§ **TASK**
Although the entries contain pictures, copy only their text, exactly as written.

§ **STUDY MATERIAL**
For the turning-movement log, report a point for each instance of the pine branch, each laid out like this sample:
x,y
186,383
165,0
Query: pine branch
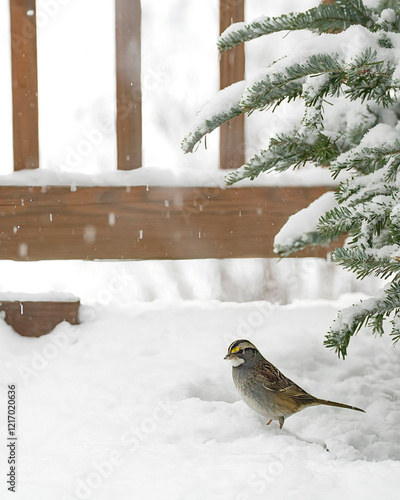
x,y
365,264
190,141
369,159
370,312
222,108
288,84
322,19
287,151
365,78
304,240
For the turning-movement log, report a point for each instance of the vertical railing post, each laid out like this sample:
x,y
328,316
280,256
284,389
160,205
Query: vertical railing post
x,y
24,84
129,96
232,135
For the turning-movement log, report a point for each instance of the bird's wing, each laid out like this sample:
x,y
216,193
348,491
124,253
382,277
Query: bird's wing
x,y
277,382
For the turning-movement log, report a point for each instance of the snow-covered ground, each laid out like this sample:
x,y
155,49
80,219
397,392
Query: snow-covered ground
x,y
139,403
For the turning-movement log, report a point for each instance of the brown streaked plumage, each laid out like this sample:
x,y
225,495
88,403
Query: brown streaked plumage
x,y
265,389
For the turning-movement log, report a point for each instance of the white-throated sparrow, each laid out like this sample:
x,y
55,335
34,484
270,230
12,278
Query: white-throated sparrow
x,y
265,389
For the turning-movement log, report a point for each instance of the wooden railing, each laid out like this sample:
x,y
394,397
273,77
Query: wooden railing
x,y
134,222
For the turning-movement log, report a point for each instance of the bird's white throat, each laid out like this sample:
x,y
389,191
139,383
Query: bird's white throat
x,y
236,362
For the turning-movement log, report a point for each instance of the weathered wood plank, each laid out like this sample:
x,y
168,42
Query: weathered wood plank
x,y
140,223
129,96
232,67
24,84
37,318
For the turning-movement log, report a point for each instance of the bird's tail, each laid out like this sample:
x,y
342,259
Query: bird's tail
x,y
339,405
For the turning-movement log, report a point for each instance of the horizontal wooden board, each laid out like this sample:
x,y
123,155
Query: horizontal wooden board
x,y
34,319
90,223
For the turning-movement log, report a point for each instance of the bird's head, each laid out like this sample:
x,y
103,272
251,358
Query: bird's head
x,y
240,352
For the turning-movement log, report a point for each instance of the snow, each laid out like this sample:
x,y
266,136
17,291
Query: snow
x,y
140,404
137,401
154,176
36,297
305,221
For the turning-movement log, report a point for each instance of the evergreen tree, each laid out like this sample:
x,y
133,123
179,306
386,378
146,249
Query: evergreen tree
x,y
347,74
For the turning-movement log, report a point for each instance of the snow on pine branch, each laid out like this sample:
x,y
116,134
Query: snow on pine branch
x,y
332,17
370,312
222,108
301,228
352,62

§ **RESULT FOR THIS EXERCISE**
For the turning-movement log, report a point for each instance of the pine branch, each laid out like this sample:
x,y
186,383
165,0
Query: pine branch
x,y
365,264
190,141
369,159
370,312
222,108
288,84
322,19
287,151
365,78
304,240
For the turning-movement log, report a point for each instance of the vertical railing post, each laid out like this sample:
x,y
328,316
280,256
284,389
160,205
Query: vertical railing post
x,y
24,84
129,96
232,135
For the turning-movement log, report a point for each instance of the bird's wing, each laid out like this sample:
x,y
216,193
348,491
124,253
382,277
Query: bird's wing
x,y
277,382
For the turning-movement log, report a point for each instance of the snow-covered ground, each laid out like this sample:
x,y
155,49
80,219
397,392
Query: snow-covered ground
x,y
139,403
For the turning-movement log, report a point for each instance of the brown streaked plumage, each laid out like this sample:
x,y
225,495
88,403
Query: brown streaked plumage
x,y
265,389
For the turning-movement log, report a point for each instance of the white-throated sparrow, each laid out like this sample:
x,y
55,335
34,484
270,230
12,278
Query: white-throated sparrow
x,y
265,389
For the turning-movement log, report a point for each instance of the wooden railing, each laid out like this sample:
x,y
394,397
273,77
Query: wooden railing
x,y
134,222
For the turning-movement log, report a point for each instance of the bird's white throat, each laid out like this sample:
x,y
389,191
139,383
Query: bird's white throat
x,y
236,362
For the turning-movement log, report a point for each instance of the weathered wood plank, each laid out like this sample:
x,y
168,42
Query: weathered wood plank
x,y
140,223
129,96
232,67
24,84
37,318
For the turning-movement log, report a point for each instance of the bird's tail, each laid out like this sample:
x,y
342,259
Query: bird's tail
x,y
339,405
For the turning-movement log, report a point for each instance of the horizontal wooden board, each laid out like this sample:
x,y
123,155
Query: horizontal wooden board
x,y
34,319
90,223
For the turning-movement log, report a point for each instance of the bird's head, each laid out like this sample:
x,y
103,272
251,358
Query: bird's head
x,y
240,352
For the turning-movement log, report a point for each instance of the snow, each laid out like this sample:
x,y
266,136
17,291
Query: snow
x,y
140,404
137,401
154,176
36,297
305,221
For the turning-movement log, report a point for each instance of the evergreen tree, each laid out like this sample:
x,y
133,123
179,306
386,378
146,249
Query: evergreen tree
x,y
347,74
For the turning-movement log, report a point for each instance of the snow on pine branch, each laid out like this sample:
x,y
116,134
Query: snow on pine branch
x,y
332,17
370,312
222,108
301,228
352,62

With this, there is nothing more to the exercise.